Set down, without alteration, the lines from the one that contains "mirror in the picture above?" through the final line of the material below.

* begin Provided records *

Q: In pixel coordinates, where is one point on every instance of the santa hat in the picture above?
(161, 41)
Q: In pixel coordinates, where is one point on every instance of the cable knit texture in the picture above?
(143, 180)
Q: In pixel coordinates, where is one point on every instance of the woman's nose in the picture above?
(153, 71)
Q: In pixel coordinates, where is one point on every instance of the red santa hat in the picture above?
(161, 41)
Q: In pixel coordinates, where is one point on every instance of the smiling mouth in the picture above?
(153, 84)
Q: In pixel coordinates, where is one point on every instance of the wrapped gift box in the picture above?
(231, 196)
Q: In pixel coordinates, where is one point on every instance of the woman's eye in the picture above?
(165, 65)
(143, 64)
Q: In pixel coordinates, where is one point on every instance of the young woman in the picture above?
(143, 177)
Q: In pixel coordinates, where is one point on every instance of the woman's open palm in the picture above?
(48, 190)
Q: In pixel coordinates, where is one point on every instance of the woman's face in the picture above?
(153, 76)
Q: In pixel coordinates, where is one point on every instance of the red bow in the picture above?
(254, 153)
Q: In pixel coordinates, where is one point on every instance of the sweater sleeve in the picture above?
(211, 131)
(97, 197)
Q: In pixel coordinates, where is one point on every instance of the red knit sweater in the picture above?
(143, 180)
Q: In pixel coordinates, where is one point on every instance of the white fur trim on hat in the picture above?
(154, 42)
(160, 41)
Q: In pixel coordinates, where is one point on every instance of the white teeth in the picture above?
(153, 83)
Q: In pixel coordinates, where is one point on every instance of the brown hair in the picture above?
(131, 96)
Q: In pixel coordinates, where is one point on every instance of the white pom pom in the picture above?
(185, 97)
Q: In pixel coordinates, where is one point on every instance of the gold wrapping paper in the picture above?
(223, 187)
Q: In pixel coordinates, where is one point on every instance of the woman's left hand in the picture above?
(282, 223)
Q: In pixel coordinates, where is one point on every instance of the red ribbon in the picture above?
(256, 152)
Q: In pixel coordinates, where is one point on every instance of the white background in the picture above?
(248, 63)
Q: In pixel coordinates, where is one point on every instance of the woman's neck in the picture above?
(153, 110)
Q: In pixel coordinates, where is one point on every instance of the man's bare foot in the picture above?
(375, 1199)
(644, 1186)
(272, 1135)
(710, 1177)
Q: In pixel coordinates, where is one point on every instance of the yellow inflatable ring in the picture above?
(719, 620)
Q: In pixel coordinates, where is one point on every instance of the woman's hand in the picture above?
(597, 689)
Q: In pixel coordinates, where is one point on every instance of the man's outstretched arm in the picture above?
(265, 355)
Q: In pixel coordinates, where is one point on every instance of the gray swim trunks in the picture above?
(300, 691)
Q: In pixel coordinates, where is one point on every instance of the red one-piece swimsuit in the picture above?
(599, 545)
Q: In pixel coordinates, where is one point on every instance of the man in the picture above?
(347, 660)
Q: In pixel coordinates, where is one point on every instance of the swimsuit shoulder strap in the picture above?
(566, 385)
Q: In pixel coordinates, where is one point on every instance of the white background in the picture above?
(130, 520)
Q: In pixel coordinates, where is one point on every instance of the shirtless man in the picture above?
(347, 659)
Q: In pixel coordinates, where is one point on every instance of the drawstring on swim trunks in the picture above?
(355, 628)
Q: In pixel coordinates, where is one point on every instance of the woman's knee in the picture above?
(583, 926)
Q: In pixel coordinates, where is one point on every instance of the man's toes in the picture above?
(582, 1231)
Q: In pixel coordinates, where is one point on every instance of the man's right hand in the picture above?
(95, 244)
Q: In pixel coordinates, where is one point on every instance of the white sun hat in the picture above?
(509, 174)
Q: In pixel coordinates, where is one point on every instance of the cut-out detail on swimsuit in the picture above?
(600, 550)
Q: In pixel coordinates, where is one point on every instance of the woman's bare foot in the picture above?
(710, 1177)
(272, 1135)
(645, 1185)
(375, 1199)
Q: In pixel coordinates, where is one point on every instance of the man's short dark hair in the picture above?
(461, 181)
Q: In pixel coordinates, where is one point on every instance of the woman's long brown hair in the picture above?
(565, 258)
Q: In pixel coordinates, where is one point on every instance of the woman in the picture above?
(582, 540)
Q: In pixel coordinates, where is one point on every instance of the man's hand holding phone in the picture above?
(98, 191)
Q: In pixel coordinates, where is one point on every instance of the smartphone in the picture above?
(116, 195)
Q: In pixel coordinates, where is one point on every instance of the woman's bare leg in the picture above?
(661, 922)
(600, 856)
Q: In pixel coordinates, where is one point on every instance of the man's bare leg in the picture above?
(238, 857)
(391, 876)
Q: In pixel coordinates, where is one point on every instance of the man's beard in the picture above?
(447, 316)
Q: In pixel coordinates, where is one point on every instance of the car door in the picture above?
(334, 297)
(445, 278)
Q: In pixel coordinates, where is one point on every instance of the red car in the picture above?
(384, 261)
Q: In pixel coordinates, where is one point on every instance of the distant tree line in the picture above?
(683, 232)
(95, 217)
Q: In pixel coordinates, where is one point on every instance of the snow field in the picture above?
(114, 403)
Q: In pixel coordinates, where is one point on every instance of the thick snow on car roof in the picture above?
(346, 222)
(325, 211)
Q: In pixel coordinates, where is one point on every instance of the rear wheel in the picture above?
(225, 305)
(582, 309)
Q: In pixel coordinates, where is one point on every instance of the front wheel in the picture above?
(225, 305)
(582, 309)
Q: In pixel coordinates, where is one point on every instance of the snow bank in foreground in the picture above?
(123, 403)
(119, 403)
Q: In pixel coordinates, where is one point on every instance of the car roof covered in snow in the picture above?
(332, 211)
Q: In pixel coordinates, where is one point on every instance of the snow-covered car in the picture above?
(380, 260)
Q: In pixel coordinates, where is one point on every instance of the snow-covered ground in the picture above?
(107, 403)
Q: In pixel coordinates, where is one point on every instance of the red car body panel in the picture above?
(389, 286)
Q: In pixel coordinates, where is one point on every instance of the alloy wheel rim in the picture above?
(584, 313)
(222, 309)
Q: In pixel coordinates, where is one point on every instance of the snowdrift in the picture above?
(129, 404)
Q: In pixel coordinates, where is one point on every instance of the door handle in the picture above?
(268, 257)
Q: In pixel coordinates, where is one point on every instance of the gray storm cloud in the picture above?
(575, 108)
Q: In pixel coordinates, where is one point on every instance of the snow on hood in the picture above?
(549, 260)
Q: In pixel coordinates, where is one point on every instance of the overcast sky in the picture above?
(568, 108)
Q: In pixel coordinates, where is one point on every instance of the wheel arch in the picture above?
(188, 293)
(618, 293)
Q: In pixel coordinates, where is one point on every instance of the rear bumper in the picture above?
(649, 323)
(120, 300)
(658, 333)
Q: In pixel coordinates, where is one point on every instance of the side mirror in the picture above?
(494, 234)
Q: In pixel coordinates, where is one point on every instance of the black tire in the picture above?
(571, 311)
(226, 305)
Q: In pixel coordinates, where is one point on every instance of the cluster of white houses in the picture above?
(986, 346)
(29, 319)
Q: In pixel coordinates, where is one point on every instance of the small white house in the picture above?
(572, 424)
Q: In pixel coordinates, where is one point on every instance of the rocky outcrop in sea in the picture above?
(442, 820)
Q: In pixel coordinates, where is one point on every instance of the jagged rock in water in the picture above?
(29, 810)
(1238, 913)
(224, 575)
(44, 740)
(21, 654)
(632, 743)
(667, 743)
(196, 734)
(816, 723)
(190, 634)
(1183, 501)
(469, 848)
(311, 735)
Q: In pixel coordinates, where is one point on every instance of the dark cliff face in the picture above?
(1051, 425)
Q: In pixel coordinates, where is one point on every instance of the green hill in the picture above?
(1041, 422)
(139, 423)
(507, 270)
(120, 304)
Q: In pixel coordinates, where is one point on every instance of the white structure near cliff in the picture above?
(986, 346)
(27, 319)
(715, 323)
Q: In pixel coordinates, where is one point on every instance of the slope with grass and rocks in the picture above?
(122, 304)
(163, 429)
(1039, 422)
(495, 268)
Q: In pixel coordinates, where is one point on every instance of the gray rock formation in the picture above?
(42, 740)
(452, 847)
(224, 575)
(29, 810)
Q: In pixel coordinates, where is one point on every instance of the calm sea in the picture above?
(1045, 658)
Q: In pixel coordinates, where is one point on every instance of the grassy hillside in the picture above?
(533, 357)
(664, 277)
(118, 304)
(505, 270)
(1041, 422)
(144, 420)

* end Provided records *

▸ Solution
Q: In pixel coordinates, where is one point on every instance of the side mirror in the picture above?
(494, 234)
Q: In pixel coordinates, where is one point on every instance of the black tire in the picture above?
(571, 311)
(226, 305)
Q: In pixel coordinates, where is one point on every instance of the cluster of white houses in the picture above?
(986, 346)
(29, 319)
Q: In pixel coordinates, where is one point on every instance of the small white house in the picture above?
(572, 424)
Q: In pixel coordinates, where is one point on every instance of the rocky outcrop in sea in the picture above?
(442, 820)
Q: In pixel coordinates, where is one point on every instance of the jagged rock in water in the picture above?
(29, 810)
(1238, 913)
(224, 575)
(44, 740)
(21, 654)
(632, 743)
(667, 743)
(196, 734)
(816, 723)
(190, 634)
(1183, 501)
(469, 848)
(311, 735)
Q: In pixel coordinates, where is one point on every instance of the dark cliff face in the picture above?
(1051, 425)
Q: In pixel coordinates, where is one point on every instance of the green hill in the picture above?
(1041, 422)
(139, 423)
(507, 270)
(120, 304)
Q: In pixel coordinates, where is one point on every instance of the white structure near cliff in the picture above?
(986, 346)
(27, 319)
(715, 323)
Q: In pixel coordinates, where is one point on every instance of the slope with grass and rocks in the picture above?
(122, 304)
(163, 429)
(1039, 422)
(495, 268)
Q: In pixel coordinates, where is one point on every instance of the gray rock formation in the picture above?
(42, 740)
(452, 847)
(224, 575)
(29, 810)
Q: In pixel coordinates, where is one point on every instance of the calm sea in the picture above?
(1045, 658)
Q: In pixel coordinates, where is one point on every instance of the grassy hillside in the picture above?
(533, 357)
(664, 277)
(118, 304)
(505, 270)
(1041, 422)
(144, 420)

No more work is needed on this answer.